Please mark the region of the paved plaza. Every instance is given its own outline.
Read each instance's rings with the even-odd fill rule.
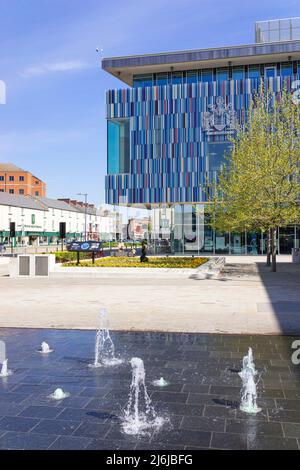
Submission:
[[[290,257],[279,257],[277,273],[261,257],[228,257],[215,280],[115,269],[101,278],[10,279],[4,260],[0,327],[95,329],[106,307],[114,330],[300,333],[300,265]]]
[[[114,332],[114,367],[91,369],[92,331],[1,329],[13,375],[0,379],[0,448],[5,449],[299,449],[299,367],[292,337]],[[54,352],[36,352],[42,341]],[[258,405],[239,410],[238,372],[249,346],[262,372]],[[150,437],[121,431],[131,382],[129,360],[144,360],[160,416]],[[164,388],[151,385],[163,376]],[[48,396],[62,387],[62,401]]]

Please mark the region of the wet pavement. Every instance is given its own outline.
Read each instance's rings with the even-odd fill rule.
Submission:
[[[119,366],[89,368],[95,333],[1,329],[13,375],[0,379],[0,449],[300,449],[300,365],[290,336],[113,332]],[[54,352],[37,352],[47,341]],[[253,348],[262,411],[239,410],[238,372]],[[150,436],[127,436],[121,418],[129,361],[144,360],[154,407],[169,421]],[[300,357],[300,355],[299,355]],[[160,377],[170,382],[158,388]],[[48,398],[61,387],[71,396]]]

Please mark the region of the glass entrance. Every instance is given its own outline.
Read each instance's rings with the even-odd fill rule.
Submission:
[[[290,255],[295,243],[295,227],[281,227],[279,229],[279,253]]]

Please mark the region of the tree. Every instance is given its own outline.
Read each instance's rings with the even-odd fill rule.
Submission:
[[[277,227],[299,222],[300,109],[291,93],[252,97],[245,122],[210,188],[209,212],[217,230],[267,233],[267,264],[276,271]],[[272,263],[270,263],[272,258]]]

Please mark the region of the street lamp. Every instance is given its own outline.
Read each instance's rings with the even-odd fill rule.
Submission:
[[[84,196],[84,241],[86,242],[87,235],[87,197],[88,193],[77,193],[77,196]]]

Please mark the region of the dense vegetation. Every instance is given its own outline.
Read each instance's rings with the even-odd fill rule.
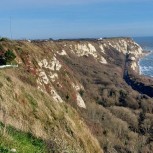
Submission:
[[[56,150],[56,152],[100,153],[98,140],[105,153],[152,153],[153,99],[133,90],[125,82],[123,79],[125,55],[118,50],[114,48],[105,50],[103,56],[108,61],[106,65],[97,62],[92,56],[77,57],[72,54],[74,48],[70,49],[70,45],[85,42],[85,40],[0,42],[1,50],[14,51],[16,58],[21,61],[18,69],[2,70],[0,73],[0,109],[5,108],[4,112],[7,112],[7,121],[3,117],[1,121],[8,122],[14,127],[17,127],[16,123],[21,124],[18,126],[20,130],[11,127],[13,132],[7,126],[5,143],[0,141],[1,150],[8,151],[14,146],[18,146],[20,150],[24,149],[22,141],[21,145],[18,144],[21,136],[25,146],[30,146],[37,152],[41,148],[47,149],[48,152]],[[92,43],[100,52],[98,42],[94,40]],[[67,56],[56,54],[63,48]],[[10,51],[3,54],[7,62],[15,58]],[[58,79],[51,84],[67,104],[54,102],[49,96],[48,84],[44,85],[46,91],[36,89],[39,77],[37,72],[40,71],[38,62],[42,59],[51,59],[54,54],[62,63],[62,69],[60,73],[57,72]],[[50,75],[49,69],[44,68],[43,72],[45,71]],[[140,79],[133,71],[130,73],[135,76],[136,84],[143,79],[143,82],[147,82],[147,86],[152,84],[151,79],[143,77]],[[72,81],[76,80],[84,87],[78,92],[87,109],[79,108],[76,104],[76,91],[72,87]],[[97,140],[92,137],[84,122]],[[4,131],[3,129],[2,124],[1,130]],[[32,134],[30,137],[29,133]],[[10,142],[7,138],[15,141]],[[33,141],[36,143],[33,144]]]

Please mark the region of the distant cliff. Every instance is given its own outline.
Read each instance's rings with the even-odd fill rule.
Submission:
[[[131,38],[5,40],[0,47],[18,65],[0,69],[0,132],[9,125],[30,132],[47,151],[151,150],[153,100],[138,87],[148,82],[150,92],[152,80],[139,76],[143,50]]]

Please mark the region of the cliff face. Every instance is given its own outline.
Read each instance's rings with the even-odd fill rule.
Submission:
[[[59,41],[22,43],[25,48],[29,48],[27,54],[30,56],[27,55],[25,59],[24,57],[22,59],[24,59],[25,66],[29,72],[34,73],[37,77],[37,88],[49,93],[57,102],[66,100],[62,98],[62,94],[71,94],[77,105],[82,108],[86,108],[86,105],[79,91],[84,90],[84,87],[78,78],[75,77],[73,67],[69,68],[68,60],[73,61],[74,59],[76,62],[81,59],[87,62],[92,61],[92,63],[97,63],[99,67],[117,64],[119,66],[118,68],[121,68],[124,65],[124,56],[128,53],[132,56],[132,59],[135,58],[131,62],[131,68],[136,70],[136,59],[142,54],[142,48],[128,38],[104,39],[93,42]],[[31,62],[32,60],[35,60],[35,65]]]
[[[16,54],[18,64],[1,70],[1,122],[62,144],[57,149],[69,152],[139,152],[151,147],[153,101],[123,79],[126,67],[136,74],[143,53],[132,39],[0,45]]]

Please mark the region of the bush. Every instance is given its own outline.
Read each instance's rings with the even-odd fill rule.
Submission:
[[[15,54],[11,50],[6,51],[4,54],[4,57],[5,57],[6,63],[9,63],[16,58]]]
[[[15,54],[11,50],[7,50],[4,54],[0,56],[0,65],[6,65],[12,62],[16,58]]]

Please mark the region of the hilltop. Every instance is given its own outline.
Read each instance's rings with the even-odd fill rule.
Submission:
[[[0,69],[0,151],[152,151],[153,80],[139,75],[144,52],[131,38],[3,40],[0,49],[18,65]]]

****

• [À faire] Reportez dans un tableau Markdown les lignes des enregistrements, en commençant par celle qui contient « Please mark the region of the bush. » et en terminant à la fin des enregistrements, sans les lignes vides. Le tableau a deux colonnes : « N° » pour le numéro de rang et « Texte » pour la ligne.

• [Réponse finale]
| N° | Texte |
|---|---|
| 1 | Please mark the region of the bush. Every instance is given its own outline. |
| 2 | Read each instance's rings with the even-odd fill rule. |
| 3 | Submission: |
| 4 | [[[15,54],[11,50],[6,51],[4,54],[4,57],[5,57],[6,63],[9,63],[16,58]]] |
| 5 | [[[15,54],[11,50],[7,50],[4,54],[0,56],[0,65],[6,65],[12,62],[16,58]]] |
| 6 | Please mark the region of the hilltop. Every instance is given its own outline. |
| 7 | Read each instance's rings with the even-odd fill rule. |
| 8 | Submission: |
| 9 | [[[0,69],[0,151],[152,151],[153,80],[139,75],[144,52],[131,38],[3,40],[0,49],[18,65]]] |